◆ **Directions**: Drop every picture and give the entries back exactly.
Segment Start: Given data
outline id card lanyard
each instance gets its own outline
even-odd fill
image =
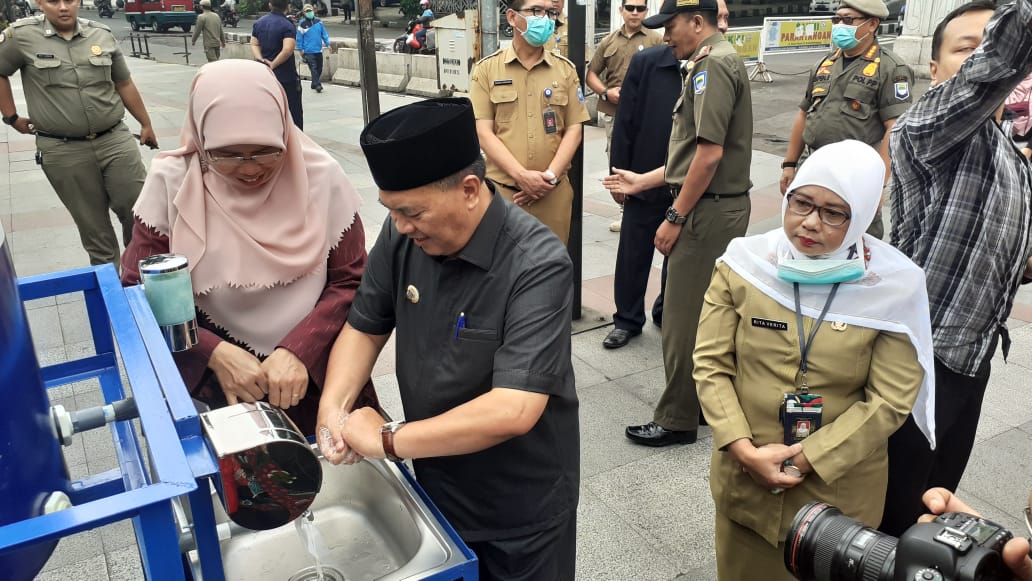
[[[799,301],[799,283],[792,283],[792,290],[795,292],[795,315],[796,315],[796,327],[799,329],[799,372],[802,374],[802,385],[799,386],[799,391],[806,395],[809,393],[809,387],[806,385],[806,371],[808,369],[806,363],[806,357],[810,353],[810,348],[813,347],[814,337],[817,336],[817,329],[821,328],[821,323],[824,322],[824,317],[828,314],[828,309],[831,308],[831,301],[835,299],[835,293],[838,292],[838,287],[842,283],[836,282],[831,287],[831,293],[828,294],[828,300],[824,302],[824,309],[821,310],[821,315],[817,317],[817,322],[814,323],[813,329],[810,331],[810,338],[807,339],[803,336],[803,310]]]

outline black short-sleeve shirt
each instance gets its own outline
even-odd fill
[[[566,248],[498,195],[453,257],[427,255],[389,217],[369,253],[348,322],[372,335],[396,330],[406,419],[439,415],[495,387],[550,396],[523,436],[414,462],[420,484],[467,542],[529,534],[576,513],[572,301]]]

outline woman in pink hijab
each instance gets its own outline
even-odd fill
[[[189,260],[200,341],[175,358],[191,395],[212,407],[267,398],[314,432],[366,264],[359,204],[340,165],[294,126],[268,67],[201,67],[180,147],[151,162],[122,255],[127,285],[142,258]],[[359,400],[377,406],[372,383]]]

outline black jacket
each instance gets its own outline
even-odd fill
[[[679,65],[665,45],[647,48],[631,59],[616,107],[610,167],[645,173],[666,163],[674,103],[681,95]],[[655,203],[669,200],[670,191],[664,185],[637,197]]]

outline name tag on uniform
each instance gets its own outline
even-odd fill
[[[57,58],[57,57],[55,57],[52,54],[44,54],[44,53],[41,53],[41,52],[37,52],[36,53],[36,58],[38,58],[38,59],[52,59],[52,58]]]
[[[759,317],[752,318],[753,327],[761,327],[764,329],[773,329],[775,331],[787,331],[788,323],[784,321],[772,321],[770,319],[761,319]]]
[[[512,79],[501,79],[494,82],[495,85],[511,85]]]

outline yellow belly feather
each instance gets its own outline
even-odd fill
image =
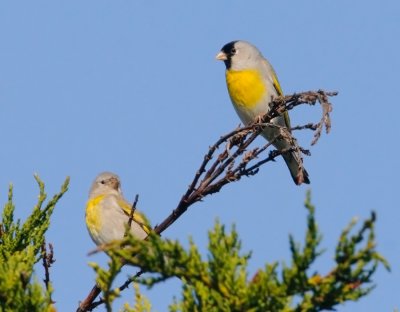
Segment End: Given data
◆ **Completed task**:
outline id card lanyard
each instance gets its own outline
even-odd fill
image =
[[[799,301],[799,283],[792,283],[792,290],[795,292],[795,315],[796,315],[796,327],[799,329],[799,372],[802,374],[802,385],[799,386],[799,391],[806,395],[809,393],[809,387],[806,385],[806,371],[808,369],[806,363],[806,357],[810,353],[810,348],[813,347],[814,337],[817,336],[817,329],[821,328],[821,323],[824,322],[824,317],[828,314],[828,309],[831,308],[831,301],[835,299],[835,293],[838,292],[838,287],[842,283],[836,282],[831,287],[831,293],[828,294],[828,300],[824,302],[824,309],[821,310],[821,315],[817,317],[817,322],[814,323],[813,329],[810,331],[810,338],[807,339],[803,336],[803,310]]]

outline black short-sleeve shirt
each instance gets its own outline
even-odd fill
[[[566,248],[498,195],[453,257],[427,255],[389,217],[369,253],[348,322],[372,335],[396,330],[406,419],[439,415],[495,387],[550,396],[523,436],[414,462],[420,484],[467,542],[529,534],[576,513],[572,301]]]

outline woman in pink hijab
each instance gets its own outline
even-odd fill
[[[189,260],[200,341],[175,358],[191,395],[212,407],[267,398],[314,432],[366,264],[359,204],[340,165],[294,126],[268,67],[201,67],[180,147],[151,162],[122,255],[127,285],[142,258]],[[359,400],[377,406],[372,383]]]

outline black jacket
each instance gets its own outline
even-odd fill
[[[679,65],[665,45],[647,48],[631,59],[616,107],[610,167],[645,173],[666,163],[674,103],[681,95]],[[655,203],[669,200],[670,191],[664,185],[637,197]]]

outline name tag on uniform
each instance gets its own outline
even-odd fill
[[[57,58],[57,57],[55,57],[52,54],[44,54],[44,53],[41,53],[41,52],[37,52],[36,53],[36,58],[38,58],[38,59],[52,59],[52,58]]]
[[[759,317],[752,318],[753,327],[761,327],[764,329],[773,329],[775,331],[787,331],[788,323],[784,321],[772,321],[770,319],[761,319]]]
[[[512,79],[501,79],[494,82],[495,85],[511,85]]]

outline yellow belly feather
each instance gets its own outline
even-odd fill
image =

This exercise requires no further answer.